# 課題のねらい
棚板の組み方に関する文章について、「少々架かっても、さほど問題も無く、スペース的にも有効に使えます。」から「間を作って、組んで行きます。」までをすべて、一字も変えずに書き出しなさい。

わ! かった陶芸 (明窓窯)

 作陶や技術的方法、疑問、質問など陶芸全般 
 特に電動轆轤技法、各種装飾方法、釉薬などについてお話します。

窯詰め(棚板の組方2)

2009-06-10 23:01:27 | 窯詰め、素焼、本焼の話し
前回の続き、「棚板の組み方」について、述べます。

⑤ 棚板の横方向の組み方

 1枚敷きの場合には、問題に成りませんが、

 2枚以上の棚板敷きの時、即ち、複数枚の棚板を横に並べる際、隣同士の棚板との段差について、

 ) 同じ高さに組む、段差が無い様に敷く方法です。

   基本は、棚板から作品が出ない事ですが、段差をなくして、棚板を組めば、隣の棚板に、

   少々架かっても、さほど問題も無く、スペース的にも有効に使えます。

   但し、炎の流れや、熱の伝わり方に、段毎に「むら」が生じる恐れが有ります。

   尚 棚板と、窯の壁との間隔、指1~2本分とし、棚板と棚板との間隔は、指1本程度とします。

 ) 段差をつける。

    隣同士の棚板との段差は、棚板の厚さ+指1本分以上の、隙間を作って、組んで行きます。

    特に炎は、縦方向(垂直方向)に流れる様にすると、熱の伝わり方が、均一になり、

    焼成むら(釉の熔け不足など)が、少なく成ります。

    又、段差なしより、若干棚板に載る量が、少なく成りますが、炎の流れからは、好都合です。

⑥ 火盾を置く

  炎の出る窯で、特に強制燃焼の場合、棚板上の作品に、直接炎が当ると、その部分が、

  急激に、温度上昇し、作品が破壊されたり、変形する恐れが有ります。

# データ抜粋
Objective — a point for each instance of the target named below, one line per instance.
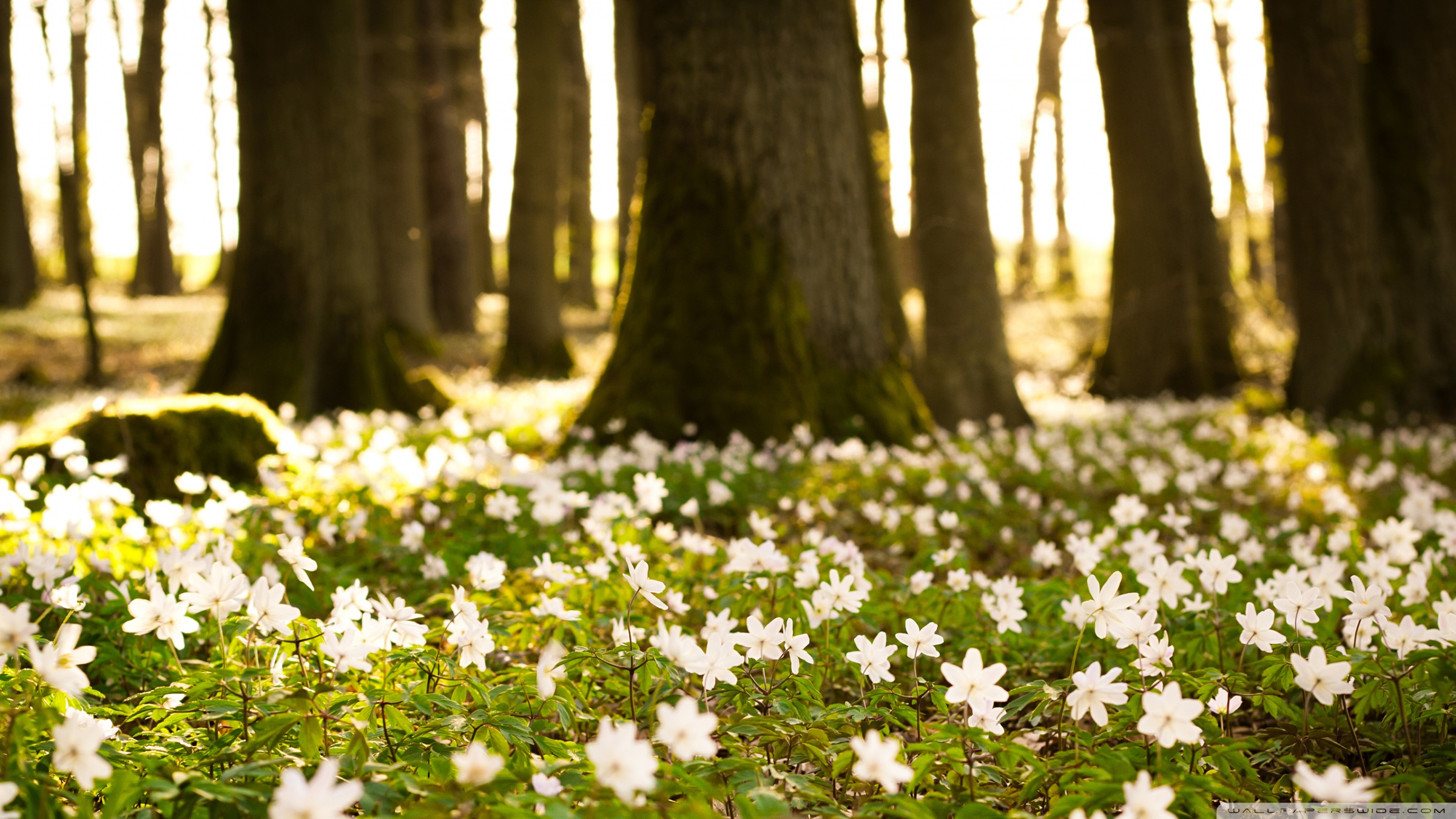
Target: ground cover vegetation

# 本課題の解答
少々架かっても、さほど問題も無く、スペース的にも有効に使えます。

   但し、炎の流れや、熱の伝わり方に、段毎に「むら」が生じる恐れが有ります。

   尚 棚板と、窯の壁との間隔、指1~2本分とし、棚板と棚板との間隔は、指1本程度とします。

 ) 段差をつける。

    隣同士の棚板との段差は、棚板の厚さ+指1本分以上の、隙間を作って、組んで行きます。